◆ **Given instruction**:
Update all of the data below so that each "player-positioning feed" reads "scene-layout feed" and everything else stays the same, and omit the pictures from your answer.

◆ **Excerpted records**:

━━━━━━━━

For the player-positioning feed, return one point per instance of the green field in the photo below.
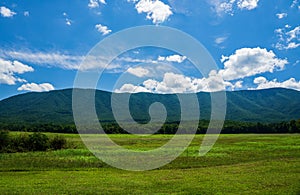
(238, 164)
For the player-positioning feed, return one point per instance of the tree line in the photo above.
(230, 127)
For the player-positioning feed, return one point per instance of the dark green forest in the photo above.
(230, 127)
(259, 111)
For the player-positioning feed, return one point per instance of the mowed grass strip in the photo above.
(238, 164)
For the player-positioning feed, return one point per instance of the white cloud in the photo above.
(263, 83)
(136, 60)
(103, 29)
(129, 88)
(172, 58)
(220, 40)
(295, 3)
(138, 71)
(95, 3)
(6, 12)
(247, 4)
(26, 13)
(247, 62)
(36, 87)
(156, 10)
(48, 59)
(229, 6)
(9, 70)
(222, 6)
(281, 15)
(68, 22)
(288, 39)
(178, 83)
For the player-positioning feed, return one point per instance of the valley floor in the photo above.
(238, 164)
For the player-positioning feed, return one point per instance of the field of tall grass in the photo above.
(237, 164)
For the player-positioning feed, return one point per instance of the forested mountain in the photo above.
(270, 105)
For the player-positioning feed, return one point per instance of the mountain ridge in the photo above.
(266, 105)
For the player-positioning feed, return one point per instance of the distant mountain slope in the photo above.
(271, 105)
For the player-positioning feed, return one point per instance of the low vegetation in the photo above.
(26, 142)
(237, 164)
(230, 127)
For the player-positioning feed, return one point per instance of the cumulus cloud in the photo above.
(247, 4)
(288, 39)
(263, 83)
(95, 3)
(295, 3)
(68, 20)
(6, 12)
(229, 6)
(138, 71)
(178, 83)
(220, 40)
(26, 13)
(47, 59)
(281, 15)
(102, 29)
(156, 10)
(172, 58)
(130, 88)
(36, 87)
(10, 69)
(247, 62)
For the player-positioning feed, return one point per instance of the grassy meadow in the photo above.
(237, 164)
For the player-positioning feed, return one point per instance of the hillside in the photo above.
(271, 105)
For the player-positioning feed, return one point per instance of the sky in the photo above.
(255, 44)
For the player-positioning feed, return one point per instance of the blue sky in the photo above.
(255, 43)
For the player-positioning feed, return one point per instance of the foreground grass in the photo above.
(238, 164)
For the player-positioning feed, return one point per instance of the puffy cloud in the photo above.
(9, 69)
(247, 62)
(220, 40)
(103, 29)
(288, 39)
(36, 87)
(172, 58)
(6, 12)
(178, 83)
(26, 13)
(281, 15)
(95, 3)
(48, 59)
(247, 4)
(263, 83)
(222, 6)
(156, 10)
(228, 6)
(68, 20)
(295, 3)
(129, 88)
(138, 71)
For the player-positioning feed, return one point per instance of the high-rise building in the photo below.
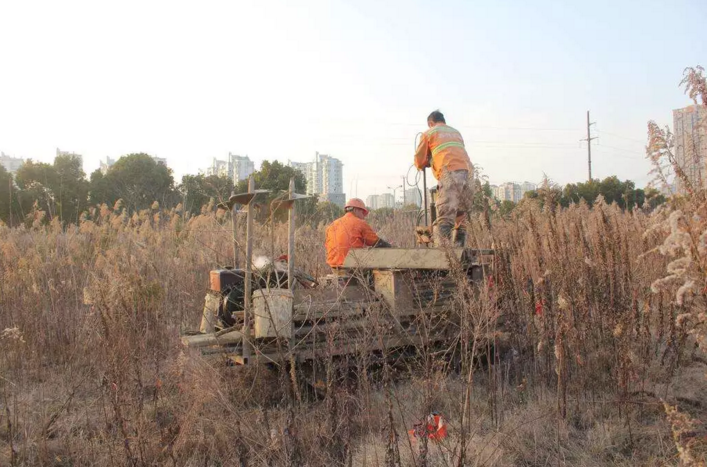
(9, 163)
(512, 191)
(218, 168)
(68, 153)
(505, 191)
(527, 187)
(235, 167)
(324, 177)
(690, 145)
(413, 196)
(241, 167)
(385, 201)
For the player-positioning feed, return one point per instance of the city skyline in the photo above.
(314, 82)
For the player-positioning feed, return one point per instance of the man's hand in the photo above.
(382, 244)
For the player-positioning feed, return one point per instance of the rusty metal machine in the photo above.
(380, 300)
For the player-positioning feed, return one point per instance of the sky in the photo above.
(192, 81)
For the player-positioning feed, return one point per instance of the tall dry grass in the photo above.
(563, 358)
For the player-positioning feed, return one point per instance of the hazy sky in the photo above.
(281, 80)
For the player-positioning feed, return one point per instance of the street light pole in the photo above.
(394, 194)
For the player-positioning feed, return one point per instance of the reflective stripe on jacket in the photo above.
(346, 233)
(446, 147)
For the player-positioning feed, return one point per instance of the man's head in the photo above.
(436, 117)
(357, 207)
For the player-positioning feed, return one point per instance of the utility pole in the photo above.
(10, 200)
(589, 139)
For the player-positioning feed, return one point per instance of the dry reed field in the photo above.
(585, 346)
(600, 312)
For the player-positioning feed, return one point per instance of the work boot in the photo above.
(442, 234)
(460, 237)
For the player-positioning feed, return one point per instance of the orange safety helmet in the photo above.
(356, 203)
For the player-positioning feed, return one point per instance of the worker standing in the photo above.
(350, 231)
(442, 148)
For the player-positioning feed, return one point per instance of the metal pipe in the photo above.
(291, 235)
(425, 197)
(248, 269)
(291, 251)
(234, 229)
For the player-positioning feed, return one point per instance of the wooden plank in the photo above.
(204, 340)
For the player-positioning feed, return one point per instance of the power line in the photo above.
(620, 136)
(589, 140)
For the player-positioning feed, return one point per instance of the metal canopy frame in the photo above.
(416, 258)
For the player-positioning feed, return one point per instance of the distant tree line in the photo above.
(611, 189)
(61, 190)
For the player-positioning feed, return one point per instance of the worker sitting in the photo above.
(350, 231)
(453, 169)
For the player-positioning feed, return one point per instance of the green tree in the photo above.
(8, 197)
(653, 197)
(275, 177)
(35, 182)
(71, 188)
(136, 179)
(197, 190)
(99, 189)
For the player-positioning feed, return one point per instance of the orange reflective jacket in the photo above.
(446, 147)
(346, 233)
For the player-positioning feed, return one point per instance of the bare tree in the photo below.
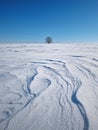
(48, 40)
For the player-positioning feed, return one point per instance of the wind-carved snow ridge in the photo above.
(48, 87)
(80, 107)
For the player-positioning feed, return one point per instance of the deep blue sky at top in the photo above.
(63, 20)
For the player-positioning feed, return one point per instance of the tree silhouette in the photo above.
(48, 39)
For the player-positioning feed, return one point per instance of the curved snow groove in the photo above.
(80, 106)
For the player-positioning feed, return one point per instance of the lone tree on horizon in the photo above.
(48, 39)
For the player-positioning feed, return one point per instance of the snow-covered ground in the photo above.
(48, 87)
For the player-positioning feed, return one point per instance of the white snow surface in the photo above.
(48, 86)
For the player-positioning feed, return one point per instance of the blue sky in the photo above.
(63, 20)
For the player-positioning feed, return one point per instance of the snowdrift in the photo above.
(48, 87)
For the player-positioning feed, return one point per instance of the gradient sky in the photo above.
(63, 20)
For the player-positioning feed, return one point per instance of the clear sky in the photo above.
(63, 20)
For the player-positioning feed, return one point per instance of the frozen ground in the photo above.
(48, 87)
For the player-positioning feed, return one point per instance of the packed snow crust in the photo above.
(48, 86)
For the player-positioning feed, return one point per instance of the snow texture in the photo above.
(48, 87)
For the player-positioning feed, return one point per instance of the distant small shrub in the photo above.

━━━━━━━━

◆ **Reply**:
For the scene-layout feed, return one point per instance of the green field in the photo below.
(238, 164)
For the scene-layout feed, return one point per instance of the tree line in the photo above.
(230, 127)
For the scene-layout feed, return one point per instance of the dark green forest in the photo above.
(230, 127)
(259, 111)
For the scene-layout feed, return one point per instance of the mowed grass strip in the photo above.
(238, 164)
For the scene-layout feed, return one point per instance of the white cloud in the photo above.
(263, 83)
(136, 60)
(103, 29)
(129, 88)
(172, 58)
(220, 40)
(295, 3)
(138, 71)
(95, 3)
(6, 12)
(247, 4)
(26, 13)
(247, 62)
(36, 87)
(156, 10)
(48, 59)
(229, 6)
(9, 70)
(222, 6)
(281, 15)
(68, 22)
(288, 39)
(178, 83)
For the scene-layout feed, return one point per instance of the valley floor in the photo above.
(238, 164)
For the scene-layout feed, return one point per instance of the field of tall grass in the photo above.
(237, 164)
For the scene-layout feed, return one point per instance of the forested mountain in the photo above.
(270, 105)
For the scene-layout feed, return one point per instance of the mountain ridge in the photo above.
(266, 105)
For the scene-layout feed, return one point per instance of the distant mountain slope in the photo above.
(271, 105)
For the scene-layout feed, return one point per instance of the low vegetation in the photo above.
(26, 142)
(237, 164)
(230, 127)
For the scene-layout feed, return one point per instance of the cumulus cloud in the photo above.
(247, 4)
(288, 39)
(263, 83)
(95, 3)
(295, 3)
(68, 20)
(6, 12)
(229, 6)
(138, 71)
(178, 83)
(220, 40)
(26, 13)
(47, 59)
(281, 15)
(102, 29)
(156, 10)
(172, 58)
(130, 88)
(36, 87)
(10, 69)
(247, 62)
For the scene-layout feed, return one point per instance of the grassy meadow in the photo above.
(237, 164)
For the scene-layout feed, return one point per instance of the hillside in the photo above.
(271, 105)
For the scene-layout feed, return one point per instance of the sky in the photo above.
(255, 44)
For the scene-layout feed, return one point per instance of the blue sky in the photo above.
(255, 43)
For the scene-layout feed, return one point per instance of the foreground grass in the photo above.
(238, 164)
For the scene-layout feed, return one point per instance of the puffy cloud in the photo above.
(9, 69)
(247, 62)
(220, 40)
(103, 29)
(288, 39)
(36, 87)
(172, 58)
(6, 12)
(178, 83)
(26, 13)
(281, 15)
(95, 3)
(48, 59)
(247, 4)
(263, 83)
(222, 6)
(156, 10)
(228, 6)
(68, 20)
(295, 3)
(129, 88)
(138, 71)
For the scene-layout feed, return one point per instance of the high-rise building in the photo below.
(9, 163)
(512, 191)
(218, 168)
(68, 153)
(505, 191)
(527, 187)
(235, 167)
(324, 177)
(690, 145)
(413, 196)
(241, 167)
(385, 201)
For the scene-layout feed, return one point per instance of the city skyline in the photo above.
(314, 82)
For the scene-layout feed, return one point per instance of the man's hand in the photo above.
(382, 244)
For the scene-layout feed, return one point per instance of the rusty metal machine in the photo above.
(380, 300)
For the scene-layout feed, return one point per instance of the sky in the photo above.
(192, 81)
For the scene-layout feed, return one point per instance of the tall dry grass in the photo above.
(563, 358)
For the scene-layout feed, return one point per instance of the hazy sky in the photo above.
(281, 80)
For the scene-layout feed, return one point per instance of the street light pole in the photo above.
(394, 194)
For the scene-layout feed, return one point per instance of the reflective stripe on jacket in the photo above.
(346, 233)
(446, 147)
For the scene-layout feed, return one point per instance of the man's head in the photo above.
(436, 117)
(357, 207)
For the scene-layout feed, return one point per instance of the utility pole in the photo above.
(10, 200)
(589, 139)
For the scene-layout feed, return one point per instance of the dry reed field in the photo above.
(585, 346)
(600, 312)
For the scene-layout feed, return one point per instance of the work boot in the photo above.
(442, 234)
(460, 237)
For the scene-layout feed, return one point per instance of the orange safety helmet in the photo above.
(356, 203)
For the scene-layout feed, return one point per instance of the worker standing in the photo above.
(350, 231)
(442, 148)
For the scene-layout feed, return one point per instance of the metal pipe in the photo above.
(291, 235)
(425, 197)
(248, 269)
(291, 251)
(234, 229)
For the scene-layout feed, return one point per instance of the wooden plank in the photo above.
(204, 340)
For the scene-layout feed, return one point per instance of the power line in the photo above.
(620, 136)
(589, 140)
For the scene-layout feed, return one point per instance of the metal canopy frame in the photo above.
(416, 258)
For the scene-layout feed, return one point per instance of the distant tree line in the photo above.
(611, 189)
(61, 190)
For the scene-layout feed, return one point per instance of the worker sitting in the photo above.
(350, 231)
(453, 169)
For the scene-layout feed, return one point per instance of the green tree in the photo above.
(8, 197)
(653, 197)
(275, 177)
(35, 182)
(71, 188)
(136, 179)
(197, 190)
(99, 189)
For the scene-layout feed, return one point per instance of the orange reflective jacket in the photo above.
(446, 147)
(346, 233)
For the scene-layout feed, return one point per instance of the bare tree in the photo below.
(48, 40)
For the scene-layout feed, return one point per instance of the wind-carved snow ridge in the photo above.
(48, 87)
(80, 107)
For the scene-layout feed, return one point per instance of the deep blue sky at top in the photo above.
(63, 20)
For the scene-layout feed, return one point per instance of the tree silhouette in the photo above.
(48, 39)
For the scene-layout feed, return one point per instance of the curved snow groove in the photo above.
(80, 106)
For the scene-layout feed, return one point per instance of the lone tree on horizon in the photo above.
(48, 39)
For the scene-layout feed, return one point per instance of the snow-covered ground in the photo above.
(48, 87)
For the scene-layout feed, return one point per instance of the white snow surface in the photo above.
(48, 86)
For the scene-layout feed, return one point per instance of the blue sky in the photo above.
(63, 20)
For the scene-layout feed, return one point per instance of the snowdrift in the photo above.
(48, 87)
For the scene-layout feed, return one point per instance of the gradient sky in the photo above.
(63, 20)
For the scene-layout feed, return one point per instance of the clear sky in the photo above.
(63, 20)
For the scene-layout feed, return one point per instance of the frozen ground in the photo above.
(48, 87)
For the scene-layout feed, return one point per instance of the packed snow crust in the photo above.
(48, 86)
For the scene-layout feed, return one point per instance of the snow texture in the photo above.
(48, 87)
For the scene-layout feed, return one point per instance of the distant small shrub in the photo above.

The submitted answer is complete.